[Page excerpt Boundary: Start]

GROSS: This is FRESH AIR. I'm Terry Gross.

Let's get back to my interview with Andie MacDowell, one of the stars of the new Netflix series "Maid." That's M-A-I-D. MacDowell's daughter, Margaret Qualley, plays her daughter in the series. MacDowell first became known for her roles in the '90s, including "Sex, Lies, And Videotape," "Groundhog Day" and "Four Weddings And A Funeral." She has a dual career as an actor and a model.

I want to ask you about the role that was your breakthrough role. And this was "Sex, Lies, And Videotape," which was Steven Soderbergh's first feature film that he directed. And this was a big indie hit. So you play Ann, who's in a marriage with a lawyer, who's played by Peter Gallagher. And you're feeling very unfulfilled in this marriage. You don't yet realize that your husband is having an affair with your sister. And your character is very inhibited and very sexually inhibited. Your sister is the opposite. What did you relate to about this character?

MACDOWELL: I - you know, growing up in the South, I think it wasn't uncommon, especially because I'm older, that, you know, a lot of people - a lot of girls were taught that sex was dirty. So I knew people like that. But I think it's not uncommon that some people - women used to feel very insecure about that, about their sexuality.

GROSS: Did you like playing inhibition?

MACDOWELL: I did. It was so much fun. I think anytime you have a character that's that complex and interesting, that there's something innately - that you have something really to draw on. It makes everything more interesting. It makes every scene interesting. It colors every aspect of what you do throughout the, you know, the whole movie.

This person is terrified of anything sexual. So everything that she does becomes more interesting. I did a scene with James Spader. And I remember making this choice and being so excited about this choice, where we go to lunch together. And there's a wine glass. And I was fiddling with the wine glass up and down, with my hand up and down. And you know where I got that idea? (Laughter) It was so funny. I got that idea - when I was 23, I did "David Letterman's Show" (ph). And I was terrified. I - he had a collapsible cup. And when I was talking to him, I was so nervous and just totally there with him that when - he passed me that collapsible cup without me realizing he had done it. And I took that cup. And I opened it, and I shut it, and I opened it, and I shut it...

GROSS: (Laughter).

MACDOWELL: ...As I was talking to him, completely oblivious to what I was doing, earnestly not knowing what I was doing. Then I realized what I was doing. I shut the cup. And I passed it back to him, just mortified. And he just smiled and said, you can keep that.

[Page excerpt Boundary: End]

Reproduce part of the interview with Andie MacDowell word for word: start at the words "MACDOWELL: I - you" and end after the words "like playing inhibition?". The lines that follow are unrelated to this interview and can be set aside.

[Data for review Boundary: Start]

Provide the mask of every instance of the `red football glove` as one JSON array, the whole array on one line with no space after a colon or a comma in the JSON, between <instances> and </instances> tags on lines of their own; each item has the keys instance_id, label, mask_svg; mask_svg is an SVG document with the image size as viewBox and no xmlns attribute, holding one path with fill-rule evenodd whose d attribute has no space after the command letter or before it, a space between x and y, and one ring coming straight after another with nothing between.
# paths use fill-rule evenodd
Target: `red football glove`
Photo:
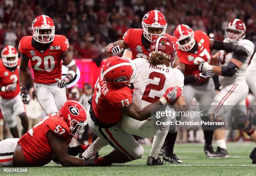
<instances>
[{"instance_id":1,"label":"red football glove","mask_svg":"<svg viewBox=\"0 0 256 176\"><path fill-rule=\"evenodd\" d=\"M179 98L182 94L183 89L181 87L176 86L175 87L170 87L165 91L163 97L165 98L169 103L171 101L175 100Z\"/></svg>"},{"instance_id":2,"label":"red football glove","mask_svg":"<svg viewBox=\"0 0 256 176\"><path fill-rule=\"evenodd\" d=\"M80 146L79 147L79 152L84 152L88 148L88 147L89 147L90 145L91 144L90 144L87 145L84 144L80 144Z\"/></svg>"}]
</instances>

[Data for review Boundary: End]

> [Result for this exercise]
MACDOWELL: I - you know, growing up in the South, I think it wasn't uncommon, especially because I'm older, that, you know, a lot of people - a lot of girls were taught that sex was dirty. So I knew people like that. But I think it's not uncommon that some people - women used to feel very insecure about that, about their sexuality.

GROSS: Did you like playing inhibition?